Output the records below as a two-column CSV with the headers "text" and "answer", one row per record. Start at the line containing "Can you see the stubble" and continue through the last record, including both ends. Put each field in quotes and replace any line breaks inside it with spaces.

--- BEGIN Data lines ---

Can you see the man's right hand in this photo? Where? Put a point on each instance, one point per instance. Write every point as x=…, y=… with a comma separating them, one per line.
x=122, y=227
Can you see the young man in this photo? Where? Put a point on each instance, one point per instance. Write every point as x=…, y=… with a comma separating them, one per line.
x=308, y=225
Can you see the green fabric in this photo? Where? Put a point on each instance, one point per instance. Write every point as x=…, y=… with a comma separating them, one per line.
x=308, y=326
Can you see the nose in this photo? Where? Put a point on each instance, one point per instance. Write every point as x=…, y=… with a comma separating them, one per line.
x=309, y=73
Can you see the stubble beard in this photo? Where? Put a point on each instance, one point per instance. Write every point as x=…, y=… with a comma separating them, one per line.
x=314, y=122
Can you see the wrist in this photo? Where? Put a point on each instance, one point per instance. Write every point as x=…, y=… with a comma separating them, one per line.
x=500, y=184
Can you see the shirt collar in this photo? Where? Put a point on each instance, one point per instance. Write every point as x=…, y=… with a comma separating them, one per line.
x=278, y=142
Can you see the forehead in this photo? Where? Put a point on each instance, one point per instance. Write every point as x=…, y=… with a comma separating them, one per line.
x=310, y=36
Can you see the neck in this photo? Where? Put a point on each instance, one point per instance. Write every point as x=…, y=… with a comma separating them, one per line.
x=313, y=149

--- END Data lines ---

Exercise response ▸
text,answer
"Can you see the stubble beard in this photo? Where? Put a point on each instance, one point per instance. Write every point as x=…, y=… with a comma separating them, one per line.","x=314, y=122"
"Can you see the wrist in this photo? Where? Put a point on each instance, one point per instance. Write every point as x=…, y=… with a comma separating them, one per line.","x=500, y=184"
"Can you see the shirt collar in this photo? Where? Put a point on each instance, one point per instance. Write every point as x=…, y=… with a comma separating them, one per line.","x=278, y=142"
"Can you see the forehead in this photo? Where? Put a point on each instance, one point per instance. Write every point as x=…, y=… with a comma separating them, one per line.","x=310, y=36"
"Can you see the neck in this photo? Where? Put a point on each instance, one point per instance. Write every point as x=…, y=… with a comma separating them, one per line.","x=313, y=149"